▶ [Текст для изучения]
#####
Почитая классические традиции и восхищаясь российской литературой («Стихи и проза»), Д. Самойлов гордился званием русского поэта — «Мне выпало счастье быть русским поэтом» (а Пастернак говорил об опасности «вакансии поэта»), причисляя себя к «пушкинской плеяде», но не равняя себя с классиками: наши голоса стали слышны только когда «смежили очи гении».
Тянем, тянем слово залежалое,
Говорим и вяло, и темно.
Как нас чествуют и как нас жалуют!
Нету их, И всё разрешено.
(«Вот и всё»)
Заметил ли автор, что повторил пушкинскую усмешку над стихами Ленского: «Так он писал темно и вяло»?
#####
▶ [Записи набора данных]

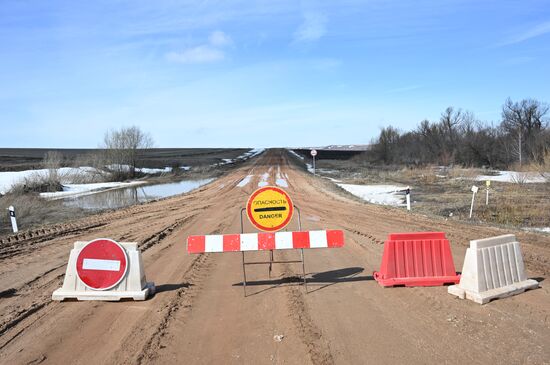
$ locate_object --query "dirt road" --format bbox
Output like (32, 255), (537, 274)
(0, 150), (550, 364)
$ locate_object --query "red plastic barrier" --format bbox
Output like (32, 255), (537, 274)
(374, 232), (460, 286)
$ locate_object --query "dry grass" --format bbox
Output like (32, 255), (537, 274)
(318, 160), (550, 227)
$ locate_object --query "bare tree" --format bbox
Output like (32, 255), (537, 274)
(501, 98), (549, 165)
(102, 126), (154, 177)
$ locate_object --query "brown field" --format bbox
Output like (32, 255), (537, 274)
(0, 150), (550, 364)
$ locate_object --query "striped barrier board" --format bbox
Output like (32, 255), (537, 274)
(187, 230), (344, 253)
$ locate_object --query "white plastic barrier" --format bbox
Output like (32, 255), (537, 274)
(52, 241), (155, 301)
(448, 234), (539, 304)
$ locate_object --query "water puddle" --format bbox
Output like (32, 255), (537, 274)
(63, 179), (214, 210)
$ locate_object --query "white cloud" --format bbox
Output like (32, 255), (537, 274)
(499, 22), (550, 46)
(208, 30), (233, 47)
(294, 13), (328, 42)
(166, 45), (225, 63)
(166, 30), (233, 63)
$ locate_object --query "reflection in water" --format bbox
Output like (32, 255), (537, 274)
(63, 179), (214, 210)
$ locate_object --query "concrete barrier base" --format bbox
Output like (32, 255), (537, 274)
(447, 279), (539, 304)
(52, 241), (155, 301)
(52, 282), (155, 302)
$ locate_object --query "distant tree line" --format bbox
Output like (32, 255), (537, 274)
(367, 99), (550, 168)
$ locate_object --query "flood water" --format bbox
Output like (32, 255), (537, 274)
(63, 179), (214, 210)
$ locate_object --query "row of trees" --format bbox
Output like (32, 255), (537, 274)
(368, 99), (550, 168)
(40, 126), (154, 191)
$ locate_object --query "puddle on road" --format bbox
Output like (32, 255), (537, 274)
(63, 179), (214, 210)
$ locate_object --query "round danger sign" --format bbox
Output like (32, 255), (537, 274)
(76, 238), (128, 290)
(246, 186), (294, 232)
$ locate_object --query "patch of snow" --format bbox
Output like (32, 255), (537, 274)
(136, 167), (172, 174)
(476, 171), (550, 184)
(212, 148), (265, 166)
(40, 181), (146, 200)
(105, 164), (172, 174)
(337, 184), (412, 206)
(237, 175), (254, 188)
(0, 166), (102, 192)
(523, 227), (550, 233)
(288, 150), (305, 160)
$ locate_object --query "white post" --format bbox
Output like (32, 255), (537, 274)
(485, 180), (491, 205)
(470, 185), (479, 218)
(8, 205), (18, 233)
(309, 149), (317, 175)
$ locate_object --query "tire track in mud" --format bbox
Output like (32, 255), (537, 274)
(134, 221), (239, 364)
(287, 285), (334, 365)
(283, 253), (334, 365)
(133, 254), (211, 364)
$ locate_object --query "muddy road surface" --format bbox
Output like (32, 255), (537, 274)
(0, 150), (550, 364)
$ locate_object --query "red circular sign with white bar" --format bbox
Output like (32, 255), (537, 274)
(76, 238), (128, 290)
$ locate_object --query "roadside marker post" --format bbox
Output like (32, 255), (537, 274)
(8, 205), (19, 233)
(485, 180), (491, 205)
(310, 149), (317, 175)
(470, 185), (479, 218)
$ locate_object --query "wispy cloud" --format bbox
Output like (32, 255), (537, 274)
(166, 30), (233, 63)
(498, 22), (550, 46)
(294, 13), (328, 42)
(208, 30), (233, 47)
(166, 45), (225, 63)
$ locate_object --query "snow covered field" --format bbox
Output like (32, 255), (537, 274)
(337, 184), (406, 206)
(0, 167), (101, 193)
(217, 148), (265, 166)
(40, 181), (146, 200)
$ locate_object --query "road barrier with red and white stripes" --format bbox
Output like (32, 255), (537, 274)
(187, 230), (344, 253)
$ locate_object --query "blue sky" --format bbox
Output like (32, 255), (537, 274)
(0, 0), (550, 148)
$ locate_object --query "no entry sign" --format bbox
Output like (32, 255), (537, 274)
(76, 238), (128, 290)
(246, 186), (294, 232)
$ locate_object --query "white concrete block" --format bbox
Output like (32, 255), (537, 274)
(52, 241), (155, 301)
(448, 234), (539, 304)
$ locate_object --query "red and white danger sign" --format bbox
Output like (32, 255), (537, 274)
(76, 238), (128, 290)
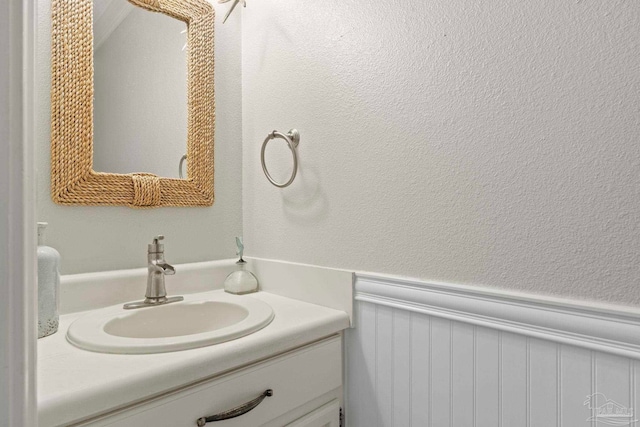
#####
▶ [Ваше задание] Продолжите текст о стихах Д. Самойлова, начав сразу после его последнего предложения.

▶ [Ответ на задание]
Из поэтов-современников Самойлов выделял А. Тарковского и М. Петровых, В. Соколова и Б. Слуцкого и иной раз перекликался с ними, то пытаясь петь нежно, как скворец, о весне, облаках, о море и любви (в духе Соколова), то соглашаясь с опасениями Тарковского по поводу власти поэзии над жизнью: «Я написал стихи о нелюбви, / И ты меня немедля разлюбила. / Неужто есть в стихах такая сила, / Что разгоняет в море корабли?» («Я написал…») Есть у него и произведения о поэтике и лирике, о лаборатории поэта и его черновиках, в которых наброски «невыполненных замыслов», отзвуки «угасших волнений» и «незавершенных чувств», неточности, «зачатки мыслей» («Гроза без грома — вечный мой удел»). А вот какую пространную характеристику даёт он поэзии, пронизывая эпитетами и сравнениями целое восьмистишие:
Поэзия должна быть странной,
Шальной, бессмысленной, туманной,
И вместе ясной, как стекло,
И всем понятной, как тепло.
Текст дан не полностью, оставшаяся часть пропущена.